TRECHO DO TEXTO —
18 Dezembro 2020
Na língua local, o nome de Boko haram, o grupo jihadista que assumiu o sequestro de pelo menos 330 estudantes do ensino médio no noroeste da Nigéria significa "a educação ocidental é um pecado". No entanto, isso não é suficiente para explicar por que a organização (se é realmente responsável por isso) tenha escolhido um grupo estudantil no estado de Katsina, muito longe de sua zona de influência, que se encontra principalmente no nordeste da Nigéria. Quem reivindicou o gesto foi Abubakar Shekau, o líder do Boko Haram que em 2015 jurou fidelidade ao grupo Estado Islâmico.
Falando sobre as centenas de homens armados que dirigindo motocicletas atacaram a casa estudantil durante a noite, semeando pânico e levando com reféns os estudantes, Shekau os definiu como “irmãos” e expoentes da esfera extremista islâmica. Mas a situação no norte da Nigéria é bastante confusa e é possível que a realidade seja mais complexa. Os jihadistas do Boko haram não detêm o monopólio da violência. Além de outros grupos terroristas, apontou um relatório recente do Grupo de Crise Internacional de Bruxelas, na Nigéria existe um banditismo generalizado, muitas vezes praticado em contato com os jihadistas, incluindo um comércio de reféns que torna muito difícil identificar os verdadeiros autores de ações como o sequestro dos estudantes em Katsina.
Mapa da África, com destaque para a Nigéria. (Foto: Needpix)

EXERCÍCIOS —
1. Diga se cada afirmação abaixo está de acordo com o texto sobre o sequestro em Katsina e cite as palavras do texto que decidem a resposta.
(a) A zona de influência do Boko Haram fica principalmente no nordeste da Nigéria.
(b) Abubakar Shekau jurou fidelidade ao grupo Estado Islâmico em 2017.
(c) Os homens armados chegaram à casa estudantil em carros.
2. Responda com base no texto sobre o sequestro em Katsina:
(a) Quantos estudantes, no mínimo, foram sequestrados?
(b) O que significa o nome Boko Haram na língua local?
(c) Qual organização publicou o relatório recente mencionado?
3. Retome o texto sobre o sequestro em Katsina a partir do ponto em que ele termina.

REGISTROS APRESENTADOS —
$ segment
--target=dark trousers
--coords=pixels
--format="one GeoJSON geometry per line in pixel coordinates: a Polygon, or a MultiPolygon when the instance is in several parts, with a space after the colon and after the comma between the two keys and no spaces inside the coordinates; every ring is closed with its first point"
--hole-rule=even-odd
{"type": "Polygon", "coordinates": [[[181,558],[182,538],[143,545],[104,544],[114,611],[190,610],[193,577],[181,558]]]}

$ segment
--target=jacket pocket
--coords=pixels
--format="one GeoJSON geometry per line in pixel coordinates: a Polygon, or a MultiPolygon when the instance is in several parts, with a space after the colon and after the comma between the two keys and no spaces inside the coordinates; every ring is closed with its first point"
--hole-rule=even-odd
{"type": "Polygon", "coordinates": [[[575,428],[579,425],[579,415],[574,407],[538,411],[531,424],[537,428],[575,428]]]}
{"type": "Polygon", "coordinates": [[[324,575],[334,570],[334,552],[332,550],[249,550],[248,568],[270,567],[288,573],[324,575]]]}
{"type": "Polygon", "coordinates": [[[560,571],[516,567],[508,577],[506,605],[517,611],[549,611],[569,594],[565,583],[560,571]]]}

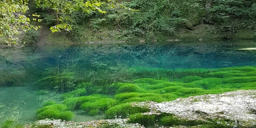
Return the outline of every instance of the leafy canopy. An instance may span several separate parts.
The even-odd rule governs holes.
[[[98,11],[102,13],[106,12],[100,9],[103,5],[109,8],[121,8],[135,11],[118,4],[114,0],[33,0],[38,7],[50,9],[55,12],[56,24],[50,28],[52,32],[64,29],[72,30],[70,24],[67,23],[68,14],[72,12],[81,11],[89,13]],[[28,0],[6,0],[0,1],[0,38],[2,42],[15,44],[19,42],[15,36],[31,29],[37,30],[40,26],[30,24],[30,18],[41,22],[38,19],[40,16],[28,14]]]

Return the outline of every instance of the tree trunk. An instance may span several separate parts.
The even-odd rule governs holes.
[[[55,20],[56,20],[55,24],[56,25],[60,24],[60,21],[59,21],[59,16],[58,16],[58,12],[56,10],[54,10],[54,17]]]
[[[209,11],[209,9],[212,8],[213,1],[213,0],[206,0],[206,3],[205,4],[205,10],[206,11],[206,14],[205,17],[203,20],[203,21],[206,23],[212,23],[212,22],[210,19],[210,13]]]

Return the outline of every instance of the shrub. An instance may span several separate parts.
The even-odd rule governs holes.
[[[95,110],[98,110],[98,112],[104,113],[105,111],[118,104],[118,101],[110,98],[104,98],[96,100],[94,102],[88,102],[84,103],[81,106],[82,109],[84,110],[86,113],[98,114],[95,112]],[[93,111],[92,110],[94,110]]]
[[[62,97],[64,99],[74,97],[78,97],[84,96],[86,93],[86,90],[85,88],[80,88],[64,94],[62,95]]]
[[[66,107],[61,104],[56,104],[46,106],[40,108],[36,111],[38,118],[54,118],[62,120],[70,120],[74,116],[73,113],[67,111]]]
[[[201,80],[203,78],[200,76],[192,76],[183,77],[178,80],[178,81],[181,81],[184,83],[190,83],[193,81]]]
[[[130,123],[138,123],[147,127],[154,126],[155,123],[155,115],[142,115],[141,113],[136,113],[129,116]]]
[[[138,107],[133,107],[130,103],[122,104],[114,106],[106,111],[105,115],[108,119],[126,118],[128,116],[136,113],[148,112],[148,108]]]
[[[134,84],[128,84],[120,87],[116,91],[116,93],[131,92],[142,92],[144,90],[137,85]]]
[[[43,104],[43,106],[44,107],[45,107],[48,106],[50,106],[55,104],[57,104],[57,103],[56,102],[53,101],[49,101],[44,103],[44,104]]]

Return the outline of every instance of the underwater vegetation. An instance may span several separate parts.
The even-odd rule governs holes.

RESPOSTAS —
1.
(a) Sim: "que se encontra principalmente no nordeste da Nigéria".
(b) Não: "em 2015 jurou fidelidade ao grupo Estado Islâmico".
(c) Não: "dirigindo motocicletas".

2.
(a) Pelo menos 330 estudantes do ensino médio.
(b) Significa "a educação ocidental é um pecado".
(c) O Grupo de Crise Internacional de Bruxelas.

3.
A reportagem é de Pierre Haski, publicada por Internazionale, 16-12-2020. A tradução é de Luisa Rabolini.
Fracasso do Estado. O país mais populoso da África, a Nigéria, mais uma vez mergulhou no drama que já havia vivido em 2014 com o sequestro dos 276 alunos de Chibok realizado pelo Boko Haram. Essa história tinha circulado o mundo e as redes sociais, com a hashtag "bringbackourgirls", tragam as nossas meninas para casa. Paradoxalmente, a ressonância mundial do sequestro de Chibok poderia ter inspirado os sequestradores de hoje: eles atingem o espírito, aterrorizam as famílias e, ao realizar sua ação em outra região, colocam o governo nigeriano diante do próprio fracasso. O Boko haram surgiu há cerca de vinte anos no nordeste do país, na região que faz fronteira com o Lago Chade, na fronteira com o Chade e Camarões. Desde então, a organização se radicalizou e se infiltrou repetidamente para os países vizinhos, como aconteceu há poucos dias no Níger, onde a incursão resultou em 28 mortos, todos civis.
Lago Chade, na fronteira com o Chade e Camarões. (Foto: Wikipédia)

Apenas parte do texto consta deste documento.